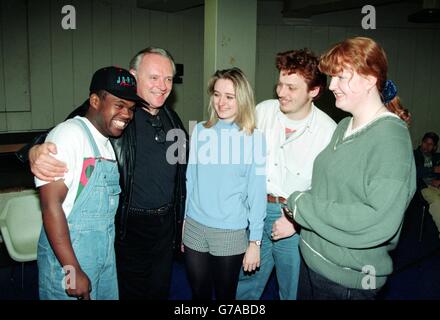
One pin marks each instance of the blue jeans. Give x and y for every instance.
(283, 254)
(313, 286)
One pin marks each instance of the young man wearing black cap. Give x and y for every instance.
(76, 256)
(152, 203)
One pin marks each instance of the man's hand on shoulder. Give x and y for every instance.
(43, 164)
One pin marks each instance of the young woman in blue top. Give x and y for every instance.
(226, 190)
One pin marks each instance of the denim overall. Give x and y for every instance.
(92, 233)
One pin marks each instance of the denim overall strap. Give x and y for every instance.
(92, 233)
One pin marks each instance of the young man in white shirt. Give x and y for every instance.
(296, 132)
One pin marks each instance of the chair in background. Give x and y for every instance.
(20, 225)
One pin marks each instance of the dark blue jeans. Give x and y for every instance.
(313, 286)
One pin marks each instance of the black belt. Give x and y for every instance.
(164, 209)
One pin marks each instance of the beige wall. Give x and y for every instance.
(413, 52)
(45, 71)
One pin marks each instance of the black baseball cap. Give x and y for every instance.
(117, 81)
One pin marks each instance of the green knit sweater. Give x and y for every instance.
(352, 216)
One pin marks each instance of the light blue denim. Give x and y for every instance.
(283, 254)
(92, 233)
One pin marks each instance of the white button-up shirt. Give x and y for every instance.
(290, 162)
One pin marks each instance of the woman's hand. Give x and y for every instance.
(251, 260)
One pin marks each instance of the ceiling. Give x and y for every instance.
(291, 8)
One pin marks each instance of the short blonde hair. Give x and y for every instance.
(244, 95)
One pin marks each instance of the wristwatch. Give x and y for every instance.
(257, 242)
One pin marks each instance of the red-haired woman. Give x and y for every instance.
(362, 181)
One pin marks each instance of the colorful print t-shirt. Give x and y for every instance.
(74, 148)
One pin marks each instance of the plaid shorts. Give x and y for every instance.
(218, 242)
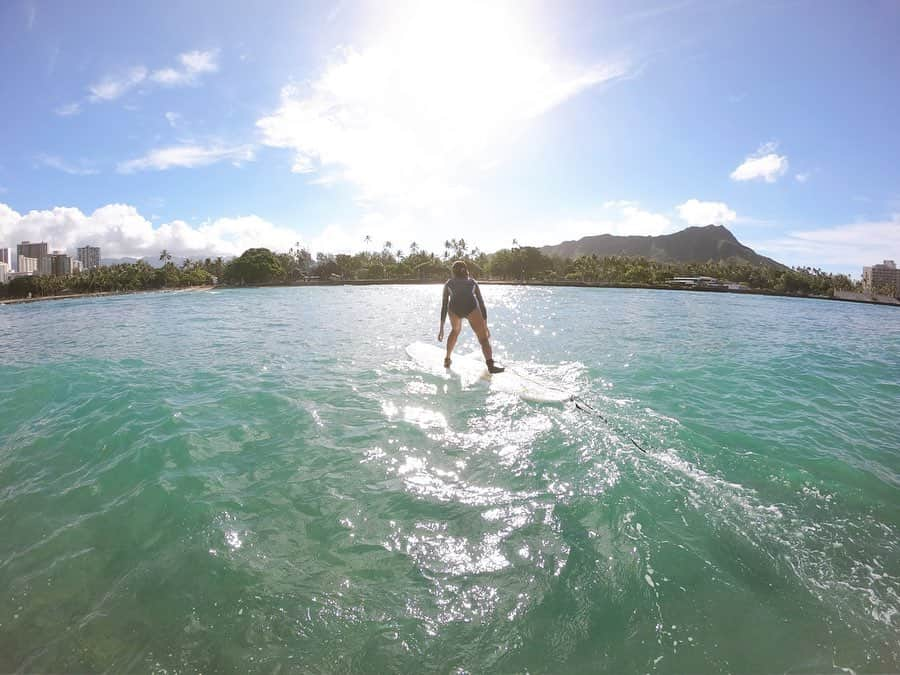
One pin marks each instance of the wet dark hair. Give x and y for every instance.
(460, 270)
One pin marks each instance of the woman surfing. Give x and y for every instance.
(462, 298)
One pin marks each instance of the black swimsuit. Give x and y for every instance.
(462, 297)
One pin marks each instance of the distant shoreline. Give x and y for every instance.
(862, 299)
(576, 284)
(99, 294)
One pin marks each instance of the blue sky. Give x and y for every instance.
(209, 127)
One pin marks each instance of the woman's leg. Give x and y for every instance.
(479, 325)
(455, 328)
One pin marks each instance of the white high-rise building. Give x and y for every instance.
(26, 265)
(882, 277)
(45, 266)
(89, 257)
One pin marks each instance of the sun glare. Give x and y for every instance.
(432, 98)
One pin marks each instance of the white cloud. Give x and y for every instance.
(192, 64)
(68, 109)
(187, 156)
(112, 87)
(844, 246)
(765, 164)
(695, 212)
(30, 13)
(121, 231)
(54, 162)
(413, 118)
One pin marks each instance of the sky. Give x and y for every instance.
(206, 128)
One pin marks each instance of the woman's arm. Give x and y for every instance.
(480, 301)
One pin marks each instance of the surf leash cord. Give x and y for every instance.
(585, 407)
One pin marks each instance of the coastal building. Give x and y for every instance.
(697, 282)
(89, 256)
(45, 266)
(33, 250)
(882, 277)
(26, 265)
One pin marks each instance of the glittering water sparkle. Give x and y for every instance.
(261, 480)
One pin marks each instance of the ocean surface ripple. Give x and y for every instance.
(261, 480)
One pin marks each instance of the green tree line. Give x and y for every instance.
(516, 263)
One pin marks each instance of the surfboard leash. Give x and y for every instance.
(586, 407)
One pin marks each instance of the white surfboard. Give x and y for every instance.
(471, 370)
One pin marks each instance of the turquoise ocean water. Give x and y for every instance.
(261, 481)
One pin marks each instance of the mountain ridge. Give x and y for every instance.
(693, 244)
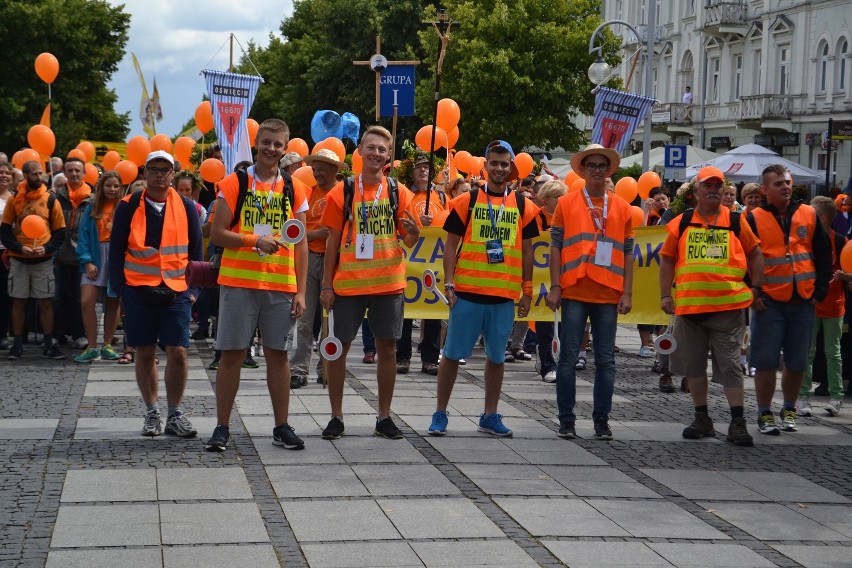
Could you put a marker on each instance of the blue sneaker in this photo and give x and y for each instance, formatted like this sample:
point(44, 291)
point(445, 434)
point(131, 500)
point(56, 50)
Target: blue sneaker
point(439, 423)
point(493, 424)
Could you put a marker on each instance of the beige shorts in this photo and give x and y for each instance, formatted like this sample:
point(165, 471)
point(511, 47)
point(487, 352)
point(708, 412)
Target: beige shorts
point(721, 333)
point(31, 280)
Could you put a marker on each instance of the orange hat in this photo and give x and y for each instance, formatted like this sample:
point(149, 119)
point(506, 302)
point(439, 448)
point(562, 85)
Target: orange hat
point(710, 172)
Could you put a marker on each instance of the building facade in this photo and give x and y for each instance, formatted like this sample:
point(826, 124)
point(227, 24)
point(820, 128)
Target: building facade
point(770, 72)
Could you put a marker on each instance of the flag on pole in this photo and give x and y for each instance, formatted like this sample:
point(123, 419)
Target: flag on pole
point(145, 114)
point(231, 97)
point(617, 114)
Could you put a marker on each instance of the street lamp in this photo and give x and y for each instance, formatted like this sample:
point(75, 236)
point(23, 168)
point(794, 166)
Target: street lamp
point(600, 72)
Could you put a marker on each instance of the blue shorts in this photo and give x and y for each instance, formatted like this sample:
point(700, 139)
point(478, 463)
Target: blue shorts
point(782, 325)
point(147, 325)
point(469, 320)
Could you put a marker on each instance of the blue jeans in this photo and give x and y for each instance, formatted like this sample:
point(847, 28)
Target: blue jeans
point(604, 319)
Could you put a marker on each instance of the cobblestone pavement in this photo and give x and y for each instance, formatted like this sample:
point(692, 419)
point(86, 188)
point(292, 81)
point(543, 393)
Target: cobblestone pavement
point(80, 487)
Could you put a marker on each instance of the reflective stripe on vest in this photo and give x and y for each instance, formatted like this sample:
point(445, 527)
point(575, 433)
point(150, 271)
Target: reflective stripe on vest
point(474, 274)
point(705, 282)
point(147, 266)
point(787, 268)
point(580, 238)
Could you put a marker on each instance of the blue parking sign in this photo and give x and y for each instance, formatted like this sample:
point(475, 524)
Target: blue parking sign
point(396, 87)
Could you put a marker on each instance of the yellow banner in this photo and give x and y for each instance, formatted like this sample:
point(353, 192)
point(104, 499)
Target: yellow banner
point(428, 253)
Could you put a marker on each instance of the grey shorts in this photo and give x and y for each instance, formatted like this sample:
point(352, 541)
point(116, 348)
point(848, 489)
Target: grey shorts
point(721, 332)
point(31, 280)
point(241, 310)
point(385, 314)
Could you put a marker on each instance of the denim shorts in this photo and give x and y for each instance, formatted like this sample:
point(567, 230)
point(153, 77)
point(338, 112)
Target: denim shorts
point(469, 320)
point(781, 326)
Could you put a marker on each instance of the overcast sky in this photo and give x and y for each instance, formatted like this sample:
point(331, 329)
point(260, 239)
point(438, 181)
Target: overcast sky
point(175, 39)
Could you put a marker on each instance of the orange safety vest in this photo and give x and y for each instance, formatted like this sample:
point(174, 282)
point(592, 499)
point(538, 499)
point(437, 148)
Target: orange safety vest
point(474, 273)
point(580, 238)
point(788, 259)
point(147, 266)
point(385, 272)
point(710, 268)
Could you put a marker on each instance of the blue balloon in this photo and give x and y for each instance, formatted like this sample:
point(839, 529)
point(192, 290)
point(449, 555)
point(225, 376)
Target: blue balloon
point(351, 126)
point(326, 124)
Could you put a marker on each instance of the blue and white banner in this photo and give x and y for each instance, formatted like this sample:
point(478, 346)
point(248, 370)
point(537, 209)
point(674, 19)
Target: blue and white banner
point(231, 97)
point(617, 114)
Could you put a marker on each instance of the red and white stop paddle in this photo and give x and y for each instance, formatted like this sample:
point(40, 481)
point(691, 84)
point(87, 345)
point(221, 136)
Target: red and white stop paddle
point(666, 343)
point(330, 347)
point(430, 283)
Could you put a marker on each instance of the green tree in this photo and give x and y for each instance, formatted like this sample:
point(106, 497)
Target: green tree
point(88, 39)
point(518, 70)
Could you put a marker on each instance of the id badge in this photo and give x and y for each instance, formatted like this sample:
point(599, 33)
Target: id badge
point(364, 246)
point(494, 250)
point(603, 253)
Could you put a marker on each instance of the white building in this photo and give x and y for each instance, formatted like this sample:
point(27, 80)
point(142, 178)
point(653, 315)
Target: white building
point(770, 72)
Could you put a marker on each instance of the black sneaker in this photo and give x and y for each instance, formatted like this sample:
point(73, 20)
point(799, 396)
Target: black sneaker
point(387, 429)
point(567, 431)
point(219, 440)
point(334, 430)
point(53, 352)
point(701, 427)
point(602, 431)
point(284, 435)
point(15, 351)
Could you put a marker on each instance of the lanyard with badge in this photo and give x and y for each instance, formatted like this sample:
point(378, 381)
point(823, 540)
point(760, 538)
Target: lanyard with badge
point(494, 247)
point(365, 242)
point(603, 249)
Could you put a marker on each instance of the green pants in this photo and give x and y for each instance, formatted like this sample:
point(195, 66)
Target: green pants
point(832, 329)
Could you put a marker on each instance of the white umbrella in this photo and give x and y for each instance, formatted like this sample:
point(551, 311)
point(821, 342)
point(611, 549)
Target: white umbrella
point(746, 163)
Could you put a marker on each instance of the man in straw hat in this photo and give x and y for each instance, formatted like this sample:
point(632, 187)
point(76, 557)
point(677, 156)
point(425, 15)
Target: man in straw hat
point(325, 166)
point(591, 277)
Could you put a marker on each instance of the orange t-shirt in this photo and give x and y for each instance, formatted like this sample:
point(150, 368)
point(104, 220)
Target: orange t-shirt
point(587, 289)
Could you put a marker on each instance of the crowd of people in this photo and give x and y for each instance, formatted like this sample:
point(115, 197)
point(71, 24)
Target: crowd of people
point(770, 265)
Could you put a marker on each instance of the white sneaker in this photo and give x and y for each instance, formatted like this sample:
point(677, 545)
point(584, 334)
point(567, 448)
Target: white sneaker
point(803, 406)
point(833, 407)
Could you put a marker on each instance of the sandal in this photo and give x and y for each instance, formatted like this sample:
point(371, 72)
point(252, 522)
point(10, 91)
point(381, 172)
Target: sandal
point(521, 355)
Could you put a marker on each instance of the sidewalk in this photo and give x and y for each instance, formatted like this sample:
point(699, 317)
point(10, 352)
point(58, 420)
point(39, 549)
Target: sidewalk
point(80, 487)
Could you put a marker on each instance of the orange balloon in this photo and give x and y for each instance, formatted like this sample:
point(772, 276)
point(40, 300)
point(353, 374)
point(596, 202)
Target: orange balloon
point(88, 149)
point(627, 188)
point(305, 174)
point(110, 159)
point(41, 139)
point(846, 257)
point(77, 153)
point(127, 171)
point(453, 135)
point(204, 117)
point(647, 182)
point(34, 227)
point(47, 67)
point(423, 139)
point(638, 216)
point(161, 142)
point(212, 170)
point(357, 161)
point(448, 114)
point(137, 150)
point(92, 174)
point(524, 163)
point(299, 146)
point(252, 126)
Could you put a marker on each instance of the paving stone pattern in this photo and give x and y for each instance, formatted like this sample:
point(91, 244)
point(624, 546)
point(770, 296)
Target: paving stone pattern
point(80, 487)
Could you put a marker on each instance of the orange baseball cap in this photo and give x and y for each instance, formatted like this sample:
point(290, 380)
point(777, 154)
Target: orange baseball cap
point(710, 172)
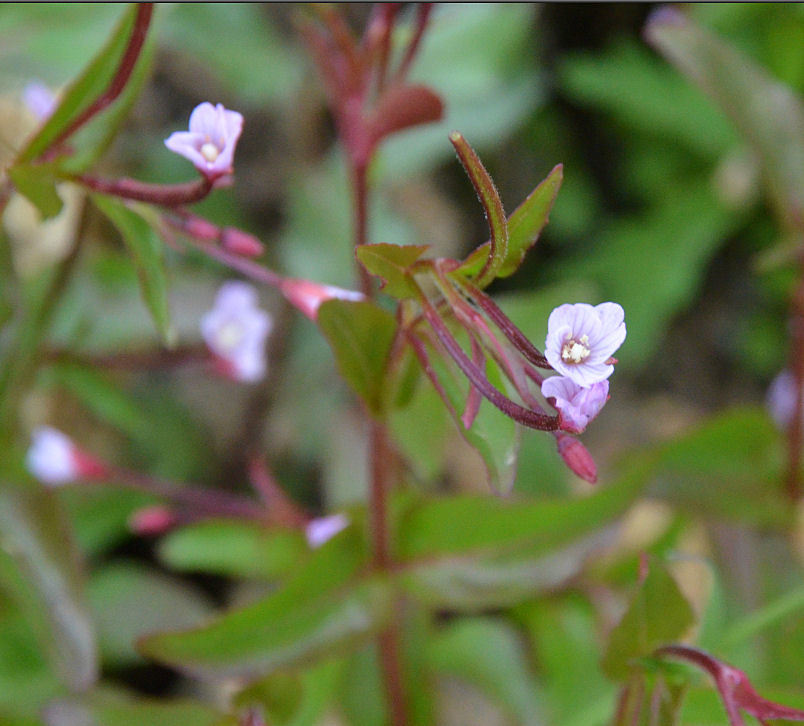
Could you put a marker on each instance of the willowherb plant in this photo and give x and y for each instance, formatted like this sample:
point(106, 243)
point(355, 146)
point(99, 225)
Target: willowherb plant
point(355, 593)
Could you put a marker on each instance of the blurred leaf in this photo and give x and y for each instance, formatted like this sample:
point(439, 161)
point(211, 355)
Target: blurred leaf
point(36, 536)
point(113, 710)
point(489, 654)
point(767, 113)
point(470, 525)
point(235, 549)
point(497, 247)
point(146, 251)
point(637, 90)
point(245, 38)
point(38, 185)
point(360, 334)
point(470, 52)
point(730, 466)
point(524, 226)
point(391, 263)
point(653, 263)
point(83, 91)
point(320, 610)
point(130, 600)
point(658, 614)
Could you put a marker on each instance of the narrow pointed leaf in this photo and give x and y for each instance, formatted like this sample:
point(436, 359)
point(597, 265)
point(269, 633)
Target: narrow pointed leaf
point(392, 263)
point(492, 206)
point(36, 538)
point(766, 112)
point(324, 608)
point(360, 335)
point(146, 251)
point(85, 89)
point(658, 614)
point(524, 227)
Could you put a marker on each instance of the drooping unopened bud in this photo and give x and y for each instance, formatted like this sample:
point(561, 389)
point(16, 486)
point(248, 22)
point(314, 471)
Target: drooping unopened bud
point(323, 529)
point(54, 459)
point(152, 521)
point(577, 457)
point(308, 296)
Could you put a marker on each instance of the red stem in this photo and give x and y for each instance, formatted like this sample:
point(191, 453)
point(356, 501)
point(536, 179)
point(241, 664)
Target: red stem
point(124, 71)
point(166, 195)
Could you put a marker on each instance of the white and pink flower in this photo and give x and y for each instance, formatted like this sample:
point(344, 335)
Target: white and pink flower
point(576, 405)
point(235, 331)
point(210, 142)
point(323, 529)
point(54, 459)
point(582, 338)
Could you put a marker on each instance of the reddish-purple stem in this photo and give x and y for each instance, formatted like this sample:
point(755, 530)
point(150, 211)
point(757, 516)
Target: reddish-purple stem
point(121, 77)
point(165, 195)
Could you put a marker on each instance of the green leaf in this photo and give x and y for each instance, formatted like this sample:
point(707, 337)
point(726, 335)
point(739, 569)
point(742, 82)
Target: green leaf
point(524, 227)
point(130, 600)
point(471, 525)
point(36, 537)
point(492, 205)
point(146, 251)
point(768, 115)
point(490, 655)
point(235, 549)
point(392, 264)
point(85, 89)
point(38, 185)
point(322, 609)
point(360, 334)
point(658, 614)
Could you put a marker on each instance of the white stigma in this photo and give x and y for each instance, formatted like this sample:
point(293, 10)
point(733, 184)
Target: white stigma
point(210, 152)
point(576, 351)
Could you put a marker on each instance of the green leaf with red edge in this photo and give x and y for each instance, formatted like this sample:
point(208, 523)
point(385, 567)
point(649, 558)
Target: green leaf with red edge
point(492, 206)
point(392, 264)
point(767, 113)
point(360, 335)
point(658, 614)
point(524, 227)
point(326, 607)
point(146, 252)
point(47, 577)
point(38, 185)
point(85, 89)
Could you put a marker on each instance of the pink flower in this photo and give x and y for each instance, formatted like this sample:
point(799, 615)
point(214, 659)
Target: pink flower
point(576, 405)
point(54, 459)
point(308, 296)
point(235, 331)
point(323, 529)
point(39, 99)
point(581, 339)
point(781, 399)
point(210, 142)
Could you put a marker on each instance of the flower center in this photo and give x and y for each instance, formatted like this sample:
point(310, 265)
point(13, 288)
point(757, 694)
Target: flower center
point(576, 351)
point(210, 152)
point(230, 335)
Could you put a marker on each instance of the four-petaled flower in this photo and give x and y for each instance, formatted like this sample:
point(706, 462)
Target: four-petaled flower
point(323, 529)
point(210, 142)
point(581, 339)
point(576, 405)
point(235, 331)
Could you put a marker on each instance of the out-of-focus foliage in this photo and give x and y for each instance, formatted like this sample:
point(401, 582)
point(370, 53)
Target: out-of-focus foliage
point(536, 610)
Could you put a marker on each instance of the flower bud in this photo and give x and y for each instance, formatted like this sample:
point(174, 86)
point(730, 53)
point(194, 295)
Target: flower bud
point(577, 458)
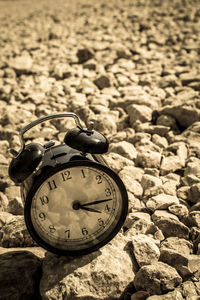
□ □ □
## Task details
Can you copy out, word for word, everything above from the line containing "the orange t-shirt" down to the line containing "point(770, 265)", including both of those lines?

## Result of the task
Could you put a marker on each instance of the orange t-shirt in this photo and give x and y for each instance, formatted like this sample:
point(150, 368)
point(104, 220)
Target: orange t-shirt
point(587, 289)
Could you put a marker on each instance of the crowd of people in this photo and give x and y for each instance, formatted like this sample:
point(115, 197)
point(71, 24)
Target: crowd of people
point(770, 265)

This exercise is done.